## Short exercise
Identify every line in the entries below that contains the word "black", and copy each of those lines.

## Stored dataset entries
________________
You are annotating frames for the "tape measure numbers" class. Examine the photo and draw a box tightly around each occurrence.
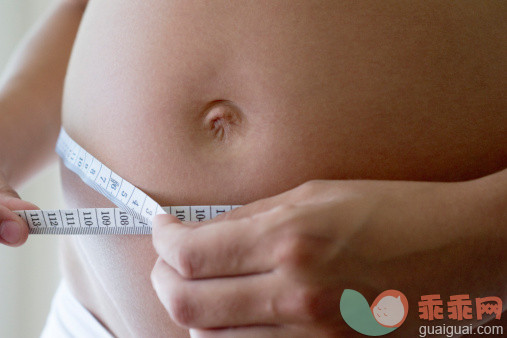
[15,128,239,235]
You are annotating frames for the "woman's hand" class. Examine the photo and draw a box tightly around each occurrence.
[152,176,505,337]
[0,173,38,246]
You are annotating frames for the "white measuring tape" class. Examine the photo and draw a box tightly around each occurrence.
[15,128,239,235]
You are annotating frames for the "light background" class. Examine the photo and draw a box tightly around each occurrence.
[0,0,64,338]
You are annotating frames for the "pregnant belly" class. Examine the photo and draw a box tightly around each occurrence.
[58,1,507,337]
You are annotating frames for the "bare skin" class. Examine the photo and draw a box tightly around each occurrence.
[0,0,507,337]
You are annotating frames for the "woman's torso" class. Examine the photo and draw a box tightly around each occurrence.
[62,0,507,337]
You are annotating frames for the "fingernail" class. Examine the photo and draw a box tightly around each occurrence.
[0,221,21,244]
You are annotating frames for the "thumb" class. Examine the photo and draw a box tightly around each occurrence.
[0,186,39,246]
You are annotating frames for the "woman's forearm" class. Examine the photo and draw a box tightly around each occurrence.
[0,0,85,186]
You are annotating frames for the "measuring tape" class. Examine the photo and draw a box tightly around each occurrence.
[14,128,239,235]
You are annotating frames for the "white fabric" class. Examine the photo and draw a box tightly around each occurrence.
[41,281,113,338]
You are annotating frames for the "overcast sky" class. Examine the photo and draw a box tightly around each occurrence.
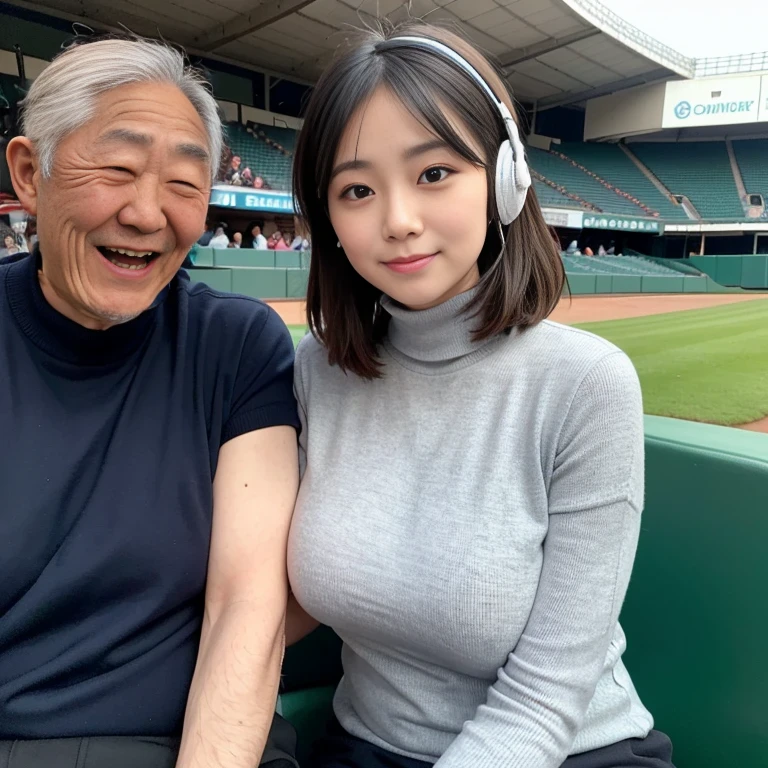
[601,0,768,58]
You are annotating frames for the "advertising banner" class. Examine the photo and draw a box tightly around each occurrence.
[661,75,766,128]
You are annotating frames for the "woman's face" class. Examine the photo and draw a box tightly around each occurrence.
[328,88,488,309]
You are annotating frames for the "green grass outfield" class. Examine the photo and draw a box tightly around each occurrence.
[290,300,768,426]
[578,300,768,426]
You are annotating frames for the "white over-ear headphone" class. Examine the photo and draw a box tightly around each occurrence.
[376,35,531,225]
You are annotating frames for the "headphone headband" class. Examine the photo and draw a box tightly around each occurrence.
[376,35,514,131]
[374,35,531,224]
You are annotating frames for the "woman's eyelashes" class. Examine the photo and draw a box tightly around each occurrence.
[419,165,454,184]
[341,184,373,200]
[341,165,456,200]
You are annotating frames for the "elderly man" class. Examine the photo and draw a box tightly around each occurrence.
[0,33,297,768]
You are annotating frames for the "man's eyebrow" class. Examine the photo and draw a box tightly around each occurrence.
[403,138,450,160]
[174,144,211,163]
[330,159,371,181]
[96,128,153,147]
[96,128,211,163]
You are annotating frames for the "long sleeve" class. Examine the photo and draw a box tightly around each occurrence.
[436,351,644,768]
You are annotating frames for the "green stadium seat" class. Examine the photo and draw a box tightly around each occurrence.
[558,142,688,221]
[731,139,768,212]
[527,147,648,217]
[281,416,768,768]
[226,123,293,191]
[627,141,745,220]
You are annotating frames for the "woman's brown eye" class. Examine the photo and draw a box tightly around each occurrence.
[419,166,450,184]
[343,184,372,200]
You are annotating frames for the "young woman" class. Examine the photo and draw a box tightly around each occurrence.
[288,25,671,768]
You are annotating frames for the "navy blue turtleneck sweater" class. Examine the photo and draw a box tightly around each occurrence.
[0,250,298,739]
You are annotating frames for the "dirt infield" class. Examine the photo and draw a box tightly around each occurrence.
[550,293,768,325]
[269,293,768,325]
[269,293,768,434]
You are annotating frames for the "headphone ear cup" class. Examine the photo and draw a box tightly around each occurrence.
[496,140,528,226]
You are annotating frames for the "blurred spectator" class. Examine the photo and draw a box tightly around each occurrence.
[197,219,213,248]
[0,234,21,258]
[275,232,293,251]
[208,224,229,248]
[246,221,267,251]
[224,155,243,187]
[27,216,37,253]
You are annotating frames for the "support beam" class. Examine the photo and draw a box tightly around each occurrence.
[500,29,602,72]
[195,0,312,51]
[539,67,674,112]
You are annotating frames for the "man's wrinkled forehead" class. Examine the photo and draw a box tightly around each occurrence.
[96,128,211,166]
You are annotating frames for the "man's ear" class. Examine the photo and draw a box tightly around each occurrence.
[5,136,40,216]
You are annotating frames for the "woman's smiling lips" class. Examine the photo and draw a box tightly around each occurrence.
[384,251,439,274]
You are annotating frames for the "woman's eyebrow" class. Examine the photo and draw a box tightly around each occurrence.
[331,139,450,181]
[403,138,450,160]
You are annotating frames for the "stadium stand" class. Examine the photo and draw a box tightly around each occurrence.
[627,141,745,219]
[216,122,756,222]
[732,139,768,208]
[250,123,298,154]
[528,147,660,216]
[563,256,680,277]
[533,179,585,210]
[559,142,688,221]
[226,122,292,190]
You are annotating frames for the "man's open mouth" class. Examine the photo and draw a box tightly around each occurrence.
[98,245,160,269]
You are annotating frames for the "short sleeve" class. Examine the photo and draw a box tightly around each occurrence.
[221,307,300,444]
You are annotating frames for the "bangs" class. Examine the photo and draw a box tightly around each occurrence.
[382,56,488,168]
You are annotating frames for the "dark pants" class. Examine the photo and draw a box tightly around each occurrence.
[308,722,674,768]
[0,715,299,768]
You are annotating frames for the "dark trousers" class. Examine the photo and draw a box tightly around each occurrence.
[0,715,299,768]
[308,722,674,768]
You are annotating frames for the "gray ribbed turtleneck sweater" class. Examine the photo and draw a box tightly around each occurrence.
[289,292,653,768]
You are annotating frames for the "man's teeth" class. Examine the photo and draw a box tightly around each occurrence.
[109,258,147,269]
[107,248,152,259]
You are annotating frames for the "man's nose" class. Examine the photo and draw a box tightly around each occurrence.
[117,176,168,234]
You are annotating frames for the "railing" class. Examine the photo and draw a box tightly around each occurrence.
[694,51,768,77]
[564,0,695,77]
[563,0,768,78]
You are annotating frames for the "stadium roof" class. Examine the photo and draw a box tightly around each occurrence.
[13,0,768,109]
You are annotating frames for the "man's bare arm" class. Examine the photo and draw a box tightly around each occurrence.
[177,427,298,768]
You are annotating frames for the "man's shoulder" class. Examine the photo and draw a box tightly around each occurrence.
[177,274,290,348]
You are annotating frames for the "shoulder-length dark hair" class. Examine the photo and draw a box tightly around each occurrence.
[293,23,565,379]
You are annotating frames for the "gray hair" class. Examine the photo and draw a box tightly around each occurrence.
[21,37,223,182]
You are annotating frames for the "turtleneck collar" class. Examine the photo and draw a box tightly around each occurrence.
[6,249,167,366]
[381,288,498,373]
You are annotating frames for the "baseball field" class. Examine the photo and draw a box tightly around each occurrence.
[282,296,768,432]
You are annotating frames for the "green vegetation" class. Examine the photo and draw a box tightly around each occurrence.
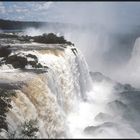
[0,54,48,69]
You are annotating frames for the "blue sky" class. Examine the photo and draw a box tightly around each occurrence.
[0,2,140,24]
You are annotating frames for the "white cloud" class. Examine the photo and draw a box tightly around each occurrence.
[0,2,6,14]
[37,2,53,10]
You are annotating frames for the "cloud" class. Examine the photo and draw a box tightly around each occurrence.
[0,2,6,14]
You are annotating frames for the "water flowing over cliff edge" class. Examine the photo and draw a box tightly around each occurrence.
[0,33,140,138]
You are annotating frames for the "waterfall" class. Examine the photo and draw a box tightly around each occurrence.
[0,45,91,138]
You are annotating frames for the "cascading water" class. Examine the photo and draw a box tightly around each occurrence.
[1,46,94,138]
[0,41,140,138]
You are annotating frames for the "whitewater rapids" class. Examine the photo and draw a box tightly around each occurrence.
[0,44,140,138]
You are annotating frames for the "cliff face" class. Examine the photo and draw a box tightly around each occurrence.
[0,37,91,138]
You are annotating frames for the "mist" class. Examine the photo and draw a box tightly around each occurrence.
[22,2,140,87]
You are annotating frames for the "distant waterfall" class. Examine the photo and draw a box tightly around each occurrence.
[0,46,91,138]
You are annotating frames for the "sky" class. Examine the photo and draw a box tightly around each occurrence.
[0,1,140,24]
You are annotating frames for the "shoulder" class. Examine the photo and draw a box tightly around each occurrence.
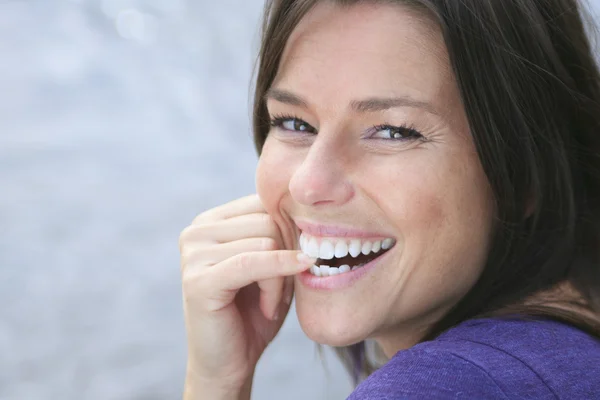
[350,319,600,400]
________________
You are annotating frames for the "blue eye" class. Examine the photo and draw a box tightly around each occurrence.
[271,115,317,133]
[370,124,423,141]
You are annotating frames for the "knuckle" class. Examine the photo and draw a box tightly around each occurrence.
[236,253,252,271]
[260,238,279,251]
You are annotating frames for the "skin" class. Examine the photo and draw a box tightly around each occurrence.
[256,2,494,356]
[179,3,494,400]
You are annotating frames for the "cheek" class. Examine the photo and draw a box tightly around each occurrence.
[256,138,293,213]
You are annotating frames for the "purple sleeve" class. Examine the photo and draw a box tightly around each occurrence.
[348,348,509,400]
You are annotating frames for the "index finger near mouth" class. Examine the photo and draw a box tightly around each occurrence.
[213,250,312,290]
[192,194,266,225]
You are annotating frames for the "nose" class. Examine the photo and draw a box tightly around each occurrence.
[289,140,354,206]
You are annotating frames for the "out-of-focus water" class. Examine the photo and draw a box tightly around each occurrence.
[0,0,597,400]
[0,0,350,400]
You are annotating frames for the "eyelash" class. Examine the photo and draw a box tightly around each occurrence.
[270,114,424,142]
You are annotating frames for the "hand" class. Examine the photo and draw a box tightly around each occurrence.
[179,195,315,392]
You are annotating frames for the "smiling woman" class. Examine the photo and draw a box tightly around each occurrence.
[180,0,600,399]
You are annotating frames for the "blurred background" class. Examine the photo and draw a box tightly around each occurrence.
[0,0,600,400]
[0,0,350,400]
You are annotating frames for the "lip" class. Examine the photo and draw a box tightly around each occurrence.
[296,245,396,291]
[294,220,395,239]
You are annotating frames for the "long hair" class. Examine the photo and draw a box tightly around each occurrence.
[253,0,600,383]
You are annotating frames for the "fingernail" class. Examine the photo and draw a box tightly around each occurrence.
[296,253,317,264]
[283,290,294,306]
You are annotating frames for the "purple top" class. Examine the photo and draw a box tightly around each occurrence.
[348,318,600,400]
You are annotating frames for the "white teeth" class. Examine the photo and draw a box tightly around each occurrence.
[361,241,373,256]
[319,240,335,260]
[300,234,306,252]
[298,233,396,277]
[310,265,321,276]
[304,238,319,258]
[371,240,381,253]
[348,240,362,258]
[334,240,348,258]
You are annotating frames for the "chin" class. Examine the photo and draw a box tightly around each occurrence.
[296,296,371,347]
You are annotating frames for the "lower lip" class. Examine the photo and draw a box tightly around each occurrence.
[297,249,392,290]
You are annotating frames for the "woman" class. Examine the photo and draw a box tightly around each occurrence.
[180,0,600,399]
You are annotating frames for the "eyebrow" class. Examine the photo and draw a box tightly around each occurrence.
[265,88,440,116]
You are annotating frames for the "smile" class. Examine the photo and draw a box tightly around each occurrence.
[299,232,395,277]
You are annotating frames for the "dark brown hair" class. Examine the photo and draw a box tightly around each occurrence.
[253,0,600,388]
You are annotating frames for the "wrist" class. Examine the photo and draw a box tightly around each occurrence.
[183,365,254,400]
________________
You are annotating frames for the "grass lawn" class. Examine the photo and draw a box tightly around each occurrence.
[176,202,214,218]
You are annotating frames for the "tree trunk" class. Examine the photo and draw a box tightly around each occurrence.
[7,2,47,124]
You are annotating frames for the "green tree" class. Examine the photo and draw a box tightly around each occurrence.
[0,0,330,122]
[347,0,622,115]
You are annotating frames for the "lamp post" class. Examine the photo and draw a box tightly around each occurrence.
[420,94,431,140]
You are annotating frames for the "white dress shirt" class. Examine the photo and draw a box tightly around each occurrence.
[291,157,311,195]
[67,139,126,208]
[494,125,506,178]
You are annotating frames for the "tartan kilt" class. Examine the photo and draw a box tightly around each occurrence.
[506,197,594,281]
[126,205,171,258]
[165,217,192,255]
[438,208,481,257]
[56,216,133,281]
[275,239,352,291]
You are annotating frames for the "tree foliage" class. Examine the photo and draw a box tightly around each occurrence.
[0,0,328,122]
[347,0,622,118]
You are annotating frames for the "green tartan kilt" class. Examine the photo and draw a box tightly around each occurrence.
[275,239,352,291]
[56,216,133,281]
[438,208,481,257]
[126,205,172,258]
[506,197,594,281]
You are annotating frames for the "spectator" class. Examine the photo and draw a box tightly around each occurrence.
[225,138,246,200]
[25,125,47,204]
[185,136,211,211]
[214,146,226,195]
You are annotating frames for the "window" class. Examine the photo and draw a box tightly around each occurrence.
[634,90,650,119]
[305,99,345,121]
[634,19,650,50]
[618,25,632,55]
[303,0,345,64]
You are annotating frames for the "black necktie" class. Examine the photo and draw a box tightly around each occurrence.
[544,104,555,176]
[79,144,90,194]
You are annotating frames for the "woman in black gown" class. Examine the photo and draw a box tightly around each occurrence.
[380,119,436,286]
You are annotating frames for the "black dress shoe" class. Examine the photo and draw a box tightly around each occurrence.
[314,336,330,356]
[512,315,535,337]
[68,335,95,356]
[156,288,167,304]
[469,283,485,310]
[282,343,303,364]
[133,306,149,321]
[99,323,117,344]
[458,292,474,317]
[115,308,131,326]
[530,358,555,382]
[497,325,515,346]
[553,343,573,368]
________________
## Solved exercise
You are annotating frames for the "black necktie" class. Examine the photo and draw a box tightly around each occurrence.
You are annotating frames for the "woman in black gown" class. Examine the photo and draw a box tightly around each occurrence.
You are annotating frames for the "black dress shoe" class. Examine the photo and draw a box tightly around each occurrence.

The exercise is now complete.